▶ [TASK BRIEF]: Copy all of the material below word for word, keeping every line in its original order.

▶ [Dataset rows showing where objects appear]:
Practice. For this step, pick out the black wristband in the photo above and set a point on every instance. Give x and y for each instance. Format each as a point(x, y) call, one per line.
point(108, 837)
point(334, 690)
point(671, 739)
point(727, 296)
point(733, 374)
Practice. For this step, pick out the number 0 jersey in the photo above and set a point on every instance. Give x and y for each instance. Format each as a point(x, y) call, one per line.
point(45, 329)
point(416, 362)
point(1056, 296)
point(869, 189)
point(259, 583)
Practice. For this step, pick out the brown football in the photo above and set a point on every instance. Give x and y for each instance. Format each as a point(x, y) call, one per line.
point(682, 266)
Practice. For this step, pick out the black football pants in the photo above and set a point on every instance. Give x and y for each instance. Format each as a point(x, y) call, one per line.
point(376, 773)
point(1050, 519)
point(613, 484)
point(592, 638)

▶ [RESULT OF THIS TASK]:
Practice. For this step, pick out the black wristband in the photo above and set a point on every instance. Give x and y for each instance. Format each as a point(x, y) call, one per line.
point(108, 837)
point(334, 690)
point(671, 739)
point(727, 296)
point(733, 374)
Practice. For this step, pick out the number 0 jersey in the photo above and set a point on every instance. Give x and y for each instance. Format each as a point(x, y) call, one per line.
point(45, 329)
point(416, 362)
point(1056, 296)
point(869, 189)
point(259, 583)
Practice. For this step, pick out the brown football in the photo above and set a point on every instance. Give x and y for each instance. Format each as a point(x, y) call, one per line.
point(682, 266)
Practice. For this step, pick out the black football pants in the photo above and set a point on every instance. Give x and y for each instance. Format each as a point(x, y) call, one per line.
point(376, 773)
point(1050, 519)
point(613, 484)
point(592, 638)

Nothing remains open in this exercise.